:: The data ::
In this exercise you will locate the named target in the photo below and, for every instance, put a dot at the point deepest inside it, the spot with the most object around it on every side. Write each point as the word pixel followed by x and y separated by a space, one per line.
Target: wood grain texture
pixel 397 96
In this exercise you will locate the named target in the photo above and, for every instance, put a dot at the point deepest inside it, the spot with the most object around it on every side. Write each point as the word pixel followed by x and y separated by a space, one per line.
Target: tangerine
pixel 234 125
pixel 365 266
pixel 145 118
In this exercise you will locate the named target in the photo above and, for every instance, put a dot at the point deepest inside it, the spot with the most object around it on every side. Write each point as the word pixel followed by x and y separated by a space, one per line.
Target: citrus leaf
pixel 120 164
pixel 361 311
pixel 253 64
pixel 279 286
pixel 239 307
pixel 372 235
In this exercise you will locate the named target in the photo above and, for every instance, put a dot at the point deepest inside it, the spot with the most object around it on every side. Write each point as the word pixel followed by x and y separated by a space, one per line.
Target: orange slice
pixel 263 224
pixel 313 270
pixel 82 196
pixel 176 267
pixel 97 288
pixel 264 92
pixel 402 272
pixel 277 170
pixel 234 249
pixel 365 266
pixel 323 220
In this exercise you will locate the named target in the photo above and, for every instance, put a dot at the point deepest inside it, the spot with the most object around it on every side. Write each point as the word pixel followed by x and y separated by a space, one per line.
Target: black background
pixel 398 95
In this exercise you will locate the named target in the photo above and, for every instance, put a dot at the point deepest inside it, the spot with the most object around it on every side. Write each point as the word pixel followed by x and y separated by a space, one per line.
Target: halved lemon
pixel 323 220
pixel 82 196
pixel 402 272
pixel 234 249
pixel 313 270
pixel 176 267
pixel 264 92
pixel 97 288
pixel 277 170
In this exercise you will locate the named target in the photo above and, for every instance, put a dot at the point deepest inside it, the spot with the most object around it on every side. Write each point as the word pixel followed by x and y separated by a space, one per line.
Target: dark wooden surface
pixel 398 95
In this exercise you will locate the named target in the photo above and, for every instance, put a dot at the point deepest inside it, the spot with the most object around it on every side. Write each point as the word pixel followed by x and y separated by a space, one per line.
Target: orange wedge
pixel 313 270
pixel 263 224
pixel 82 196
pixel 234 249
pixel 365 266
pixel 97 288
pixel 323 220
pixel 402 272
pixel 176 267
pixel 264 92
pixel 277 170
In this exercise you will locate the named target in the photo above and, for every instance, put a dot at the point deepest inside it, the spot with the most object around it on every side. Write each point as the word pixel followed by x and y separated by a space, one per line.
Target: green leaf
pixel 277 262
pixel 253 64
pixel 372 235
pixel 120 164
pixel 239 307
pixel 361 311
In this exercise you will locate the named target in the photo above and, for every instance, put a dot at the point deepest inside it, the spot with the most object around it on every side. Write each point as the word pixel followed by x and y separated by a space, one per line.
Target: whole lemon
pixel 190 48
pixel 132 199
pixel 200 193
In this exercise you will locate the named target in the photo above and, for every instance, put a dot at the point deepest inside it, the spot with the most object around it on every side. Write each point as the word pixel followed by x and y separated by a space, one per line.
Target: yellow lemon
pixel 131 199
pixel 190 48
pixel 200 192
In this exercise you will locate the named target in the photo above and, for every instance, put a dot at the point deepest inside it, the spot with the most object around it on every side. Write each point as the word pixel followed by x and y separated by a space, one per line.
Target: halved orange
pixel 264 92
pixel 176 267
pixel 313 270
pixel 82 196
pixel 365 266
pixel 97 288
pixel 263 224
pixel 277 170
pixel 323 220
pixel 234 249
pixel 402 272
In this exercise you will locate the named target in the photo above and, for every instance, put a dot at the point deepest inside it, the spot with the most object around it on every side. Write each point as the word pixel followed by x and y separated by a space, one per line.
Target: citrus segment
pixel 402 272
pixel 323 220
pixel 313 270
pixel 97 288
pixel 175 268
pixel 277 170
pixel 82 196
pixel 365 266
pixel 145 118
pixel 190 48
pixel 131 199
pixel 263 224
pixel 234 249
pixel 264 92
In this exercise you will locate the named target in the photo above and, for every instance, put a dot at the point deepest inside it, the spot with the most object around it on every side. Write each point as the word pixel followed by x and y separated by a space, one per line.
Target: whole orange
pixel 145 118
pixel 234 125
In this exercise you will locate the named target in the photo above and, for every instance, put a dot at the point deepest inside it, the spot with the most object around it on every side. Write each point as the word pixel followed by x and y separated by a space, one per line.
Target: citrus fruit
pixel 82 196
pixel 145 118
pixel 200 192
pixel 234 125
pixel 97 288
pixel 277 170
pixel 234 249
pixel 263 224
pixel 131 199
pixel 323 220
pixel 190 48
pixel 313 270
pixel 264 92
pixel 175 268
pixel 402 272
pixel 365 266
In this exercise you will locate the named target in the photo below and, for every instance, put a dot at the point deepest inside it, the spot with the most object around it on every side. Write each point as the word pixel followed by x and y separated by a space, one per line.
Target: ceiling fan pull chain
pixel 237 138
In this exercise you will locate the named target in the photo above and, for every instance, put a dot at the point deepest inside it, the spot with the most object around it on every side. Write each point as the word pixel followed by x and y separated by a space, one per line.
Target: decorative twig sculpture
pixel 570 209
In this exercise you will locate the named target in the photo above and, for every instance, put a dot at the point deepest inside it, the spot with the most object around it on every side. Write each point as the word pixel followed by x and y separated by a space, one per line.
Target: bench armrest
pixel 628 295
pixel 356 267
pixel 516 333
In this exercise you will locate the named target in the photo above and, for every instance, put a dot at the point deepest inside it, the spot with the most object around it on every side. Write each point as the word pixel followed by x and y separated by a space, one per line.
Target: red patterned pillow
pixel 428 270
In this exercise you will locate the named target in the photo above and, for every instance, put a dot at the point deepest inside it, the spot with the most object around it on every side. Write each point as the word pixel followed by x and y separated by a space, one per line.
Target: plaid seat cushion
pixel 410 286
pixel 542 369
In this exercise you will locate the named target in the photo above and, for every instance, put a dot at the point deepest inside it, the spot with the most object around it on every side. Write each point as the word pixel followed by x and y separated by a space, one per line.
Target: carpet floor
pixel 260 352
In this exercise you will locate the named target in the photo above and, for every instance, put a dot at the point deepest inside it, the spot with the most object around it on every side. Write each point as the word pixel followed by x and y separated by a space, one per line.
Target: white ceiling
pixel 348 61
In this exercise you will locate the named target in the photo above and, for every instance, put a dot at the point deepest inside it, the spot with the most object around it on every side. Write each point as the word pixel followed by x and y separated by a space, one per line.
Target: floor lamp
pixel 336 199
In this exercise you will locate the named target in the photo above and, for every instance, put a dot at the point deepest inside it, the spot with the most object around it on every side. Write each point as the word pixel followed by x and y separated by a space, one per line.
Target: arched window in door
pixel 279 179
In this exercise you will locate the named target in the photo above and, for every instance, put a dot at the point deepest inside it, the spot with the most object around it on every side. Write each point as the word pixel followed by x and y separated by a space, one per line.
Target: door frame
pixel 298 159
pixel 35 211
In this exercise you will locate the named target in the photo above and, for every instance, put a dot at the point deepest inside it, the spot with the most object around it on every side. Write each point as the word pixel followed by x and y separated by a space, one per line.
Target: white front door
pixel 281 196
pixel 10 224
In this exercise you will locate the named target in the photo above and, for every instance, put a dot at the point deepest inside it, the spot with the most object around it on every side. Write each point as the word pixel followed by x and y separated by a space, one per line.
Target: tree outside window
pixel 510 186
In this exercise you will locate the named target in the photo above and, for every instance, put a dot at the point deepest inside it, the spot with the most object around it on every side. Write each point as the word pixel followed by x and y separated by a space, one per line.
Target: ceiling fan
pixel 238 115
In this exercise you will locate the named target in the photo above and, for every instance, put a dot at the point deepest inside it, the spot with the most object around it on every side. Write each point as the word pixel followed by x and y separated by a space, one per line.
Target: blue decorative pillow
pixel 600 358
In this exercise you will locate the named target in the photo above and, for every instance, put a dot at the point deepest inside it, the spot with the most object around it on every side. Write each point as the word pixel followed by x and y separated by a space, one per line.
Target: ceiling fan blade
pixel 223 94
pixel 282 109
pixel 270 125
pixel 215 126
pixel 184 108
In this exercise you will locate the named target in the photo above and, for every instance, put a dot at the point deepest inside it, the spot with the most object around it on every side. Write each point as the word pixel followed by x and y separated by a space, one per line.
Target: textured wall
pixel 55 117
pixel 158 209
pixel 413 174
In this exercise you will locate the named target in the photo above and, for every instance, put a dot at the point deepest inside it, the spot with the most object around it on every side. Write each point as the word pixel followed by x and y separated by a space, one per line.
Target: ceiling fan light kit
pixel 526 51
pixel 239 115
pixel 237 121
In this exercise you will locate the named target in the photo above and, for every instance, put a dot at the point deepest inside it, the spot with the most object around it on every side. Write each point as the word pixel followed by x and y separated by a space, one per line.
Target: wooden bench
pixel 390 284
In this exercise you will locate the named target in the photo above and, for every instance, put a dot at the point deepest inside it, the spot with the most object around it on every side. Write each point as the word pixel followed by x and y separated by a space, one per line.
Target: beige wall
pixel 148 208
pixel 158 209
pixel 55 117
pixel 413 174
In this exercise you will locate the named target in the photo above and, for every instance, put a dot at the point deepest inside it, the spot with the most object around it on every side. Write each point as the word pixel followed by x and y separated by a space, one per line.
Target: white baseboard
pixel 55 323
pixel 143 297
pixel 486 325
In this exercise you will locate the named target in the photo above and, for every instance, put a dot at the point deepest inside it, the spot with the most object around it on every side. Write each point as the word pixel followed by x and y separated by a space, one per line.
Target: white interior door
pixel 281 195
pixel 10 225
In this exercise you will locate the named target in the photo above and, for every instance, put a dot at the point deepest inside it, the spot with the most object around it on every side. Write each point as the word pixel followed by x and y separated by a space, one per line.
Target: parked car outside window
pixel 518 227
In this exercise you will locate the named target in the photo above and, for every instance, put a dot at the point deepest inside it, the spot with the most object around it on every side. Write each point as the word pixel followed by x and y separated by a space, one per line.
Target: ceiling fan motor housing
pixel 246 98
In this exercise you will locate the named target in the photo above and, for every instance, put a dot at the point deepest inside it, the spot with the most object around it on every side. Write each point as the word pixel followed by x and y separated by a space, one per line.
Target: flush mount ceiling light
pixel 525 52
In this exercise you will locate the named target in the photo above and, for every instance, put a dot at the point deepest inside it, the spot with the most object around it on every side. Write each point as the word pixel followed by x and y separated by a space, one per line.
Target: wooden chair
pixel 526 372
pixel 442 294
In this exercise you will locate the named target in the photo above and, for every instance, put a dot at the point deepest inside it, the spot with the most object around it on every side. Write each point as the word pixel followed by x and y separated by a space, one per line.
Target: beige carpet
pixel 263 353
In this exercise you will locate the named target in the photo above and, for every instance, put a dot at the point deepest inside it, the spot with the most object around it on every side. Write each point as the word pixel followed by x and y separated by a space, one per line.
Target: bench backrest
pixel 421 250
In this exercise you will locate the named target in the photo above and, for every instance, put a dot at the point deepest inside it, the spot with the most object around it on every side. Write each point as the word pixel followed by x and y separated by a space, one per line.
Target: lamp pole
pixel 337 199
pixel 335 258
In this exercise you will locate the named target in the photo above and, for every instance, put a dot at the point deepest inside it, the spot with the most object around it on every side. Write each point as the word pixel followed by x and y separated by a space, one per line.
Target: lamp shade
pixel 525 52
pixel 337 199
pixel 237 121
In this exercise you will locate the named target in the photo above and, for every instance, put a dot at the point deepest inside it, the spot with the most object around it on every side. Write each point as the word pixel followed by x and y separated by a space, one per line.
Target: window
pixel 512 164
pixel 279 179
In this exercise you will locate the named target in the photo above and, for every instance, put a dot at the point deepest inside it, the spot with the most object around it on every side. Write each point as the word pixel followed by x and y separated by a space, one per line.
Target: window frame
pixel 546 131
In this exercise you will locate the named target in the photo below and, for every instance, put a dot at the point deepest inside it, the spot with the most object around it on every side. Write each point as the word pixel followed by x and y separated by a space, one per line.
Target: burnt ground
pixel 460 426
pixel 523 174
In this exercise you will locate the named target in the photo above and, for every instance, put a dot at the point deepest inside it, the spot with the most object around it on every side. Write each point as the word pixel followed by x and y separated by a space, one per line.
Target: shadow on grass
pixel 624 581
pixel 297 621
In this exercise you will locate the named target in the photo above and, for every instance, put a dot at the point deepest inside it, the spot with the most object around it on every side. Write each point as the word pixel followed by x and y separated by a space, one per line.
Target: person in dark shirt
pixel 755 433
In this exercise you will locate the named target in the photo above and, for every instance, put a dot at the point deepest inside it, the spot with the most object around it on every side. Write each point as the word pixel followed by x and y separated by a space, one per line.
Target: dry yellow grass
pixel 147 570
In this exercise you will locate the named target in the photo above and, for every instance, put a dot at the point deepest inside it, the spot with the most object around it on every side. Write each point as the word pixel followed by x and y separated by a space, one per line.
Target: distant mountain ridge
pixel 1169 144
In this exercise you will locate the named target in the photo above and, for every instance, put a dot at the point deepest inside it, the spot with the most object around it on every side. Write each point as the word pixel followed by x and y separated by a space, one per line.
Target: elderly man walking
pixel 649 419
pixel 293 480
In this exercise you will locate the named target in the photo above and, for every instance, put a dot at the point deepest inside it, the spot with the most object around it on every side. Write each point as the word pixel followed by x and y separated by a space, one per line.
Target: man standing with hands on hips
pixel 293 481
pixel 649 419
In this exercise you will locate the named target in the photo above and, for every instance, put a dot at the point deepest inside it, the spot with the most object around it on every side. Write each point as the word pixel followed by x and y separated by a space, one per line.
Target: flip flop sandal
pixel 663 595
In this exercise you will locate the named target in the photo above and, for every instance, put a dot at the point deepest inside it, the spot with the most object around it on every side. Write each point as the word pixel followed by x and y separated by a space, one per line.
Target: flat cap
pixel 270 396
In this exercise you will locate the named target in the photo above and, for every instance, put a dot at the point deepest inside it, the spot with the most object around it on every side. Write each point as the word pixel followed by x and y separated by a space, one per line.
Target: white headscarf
:::
## Challenge
Find each line in the records that contains the string "floor" and copy those lines out in full. Letter case matters when matching.

## Result for this task
Target: carpet floor
Target: floor lamp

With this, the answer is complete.